(Records from a dataset)
____________

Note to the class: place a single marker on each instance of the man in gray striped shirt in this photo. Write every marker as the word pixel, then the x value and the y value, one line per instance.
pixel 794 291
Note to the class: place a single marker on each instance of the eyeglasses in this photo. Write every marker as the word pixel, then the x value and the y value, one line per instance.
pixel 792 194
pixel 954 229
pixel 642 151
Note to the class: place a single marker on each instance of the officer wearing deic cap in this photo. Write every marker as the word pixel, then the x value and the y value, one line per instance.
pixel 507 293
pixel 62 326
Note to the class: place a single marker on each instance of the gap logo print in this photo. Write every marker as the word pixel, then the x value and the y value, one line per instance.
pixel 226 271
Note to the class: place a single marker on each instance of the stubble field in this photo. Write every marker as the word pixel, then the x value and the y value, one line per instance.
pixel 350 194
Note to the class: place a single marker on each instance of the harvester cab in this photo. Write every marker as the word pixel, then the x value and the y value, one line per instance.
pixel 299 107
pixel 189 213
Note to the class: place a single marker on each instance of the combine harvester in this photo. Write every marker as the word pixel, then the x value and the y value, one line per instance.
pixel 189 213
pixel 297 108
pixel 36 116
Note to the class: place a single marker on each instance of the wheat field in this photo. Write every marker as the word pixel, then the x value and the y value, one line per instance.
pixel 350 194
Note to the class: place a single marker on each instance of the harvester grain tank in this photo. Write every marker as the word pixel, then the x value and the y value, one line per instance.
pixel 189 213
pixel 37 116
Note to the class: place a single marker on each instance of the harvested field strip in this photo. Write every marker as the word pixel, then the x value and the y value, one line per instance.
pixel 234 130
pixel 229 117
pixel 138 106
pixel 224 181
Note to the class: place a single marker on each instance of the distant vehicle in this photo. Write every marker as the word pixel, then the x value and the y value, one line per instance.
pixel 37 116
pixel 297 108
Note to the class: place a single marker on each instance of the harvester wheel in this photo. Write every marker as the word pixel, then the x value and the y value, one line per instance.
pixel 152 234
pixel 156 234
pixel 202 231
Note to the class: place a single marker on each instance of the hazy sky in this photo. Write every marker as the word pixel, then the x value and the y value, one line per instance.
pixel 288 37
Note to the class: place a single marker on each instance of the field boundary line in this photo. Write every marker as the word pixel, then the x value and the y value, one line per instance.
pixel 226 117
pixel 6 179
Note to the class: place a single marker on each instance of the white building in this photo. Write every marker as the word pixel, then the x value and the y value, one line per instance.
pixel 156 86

____________

Please output every record exactly as it appears.

Exercise result:
Note to the class: place a single marker on each instance of the man in gray striped shirt in this photo. Write every marker as the word pixel, then the x value and the y value, one line per instance.
pixel 794 291
Note to the class: place a single marker on each instance of the eyeglasses in this photo. Write every marker as the word pixel, then the x value and the y value, one line per instance.
pixel 792 194
pixel 954 229
pixel 642 151
Note to the class: place a single marker on each instance of the officer wearing deic cap in this photo. Write every marker as the word pixel, then the x value and the y value, one line per instance.
pixel 507 293
pixel 62 326
Note to the class: place a single marker on each instance of the gap logo print in this photo. Write every marker as the word pixel, then the x value and the y value, one line per instance.
pixel 226 271
Note to the class: place a single marker on each instance of the stubble field in this photo. Write every marker as the word pixel, then the x value and the y value, one line per instance.
pixel 350 194
Note to the class: place a single marker on each instance of the harvester cab in this photo. Write every marker as the word pixel, then the x value and the y value, one line per instance.
pixel 299 107
pixel 189 213
Note to the class: place a single marker on each instance of the combine harvester in this photo. Write every marker as the word pixel, then the x value and the y value, one line per instance.
pixel 189 213
pixel 297 108
pixel 36 116
Note to the class: place a single marker on each instance of the wheat field in this photo. Write every marker as the word pixel, then the x value and the y value, one line per instance.
pixel 350 194
Note to the class: place a single marker on each instance of the harvester grain tank in this photo. Write every marker as the word pixel, then the x value and the y value, one line per instance.
pixel 189 213
pixel 37 116
Note to the class: place a single marker on each instance of the harvested field strip in this photo. Write every marker as the word pixel, then the x value and the y value, one line per instance.
pixel 234 130
pixel 229 117
pixel 138 106
pixel 224 181
Note to the class: place a single marker on each instance of the distant vehicle in this photo. Write every marker as the word pixel, then the x value and the y value, one line per instance.
pixel 37 116
pixel 297 108
Note to the class: place a single marker on each instance of the harvester wheel in this photo. Write every marker as the word pixel, then the x value and the y value, one line per instance.
pixel 152 234
pixel 156 234
pixel 202 231
Note to the class: place a single marker on each instance of the hazy sky in this photo. Write every marker as the word pixel, then the x value and the y value, one line per instance.
pixel 288 37
Note to the class: place a single marker on each instance of the field boundary line in this photo. Write every marker as the word pixel, then the x value and the y value, one line per instance.
pixel 226 117
pixel 6 179
Note to the class: place a single marker on each instance of the white building in this photo. Write every marker as the word pixel, then the x value and the y value, one line per instance.
pixel 156 86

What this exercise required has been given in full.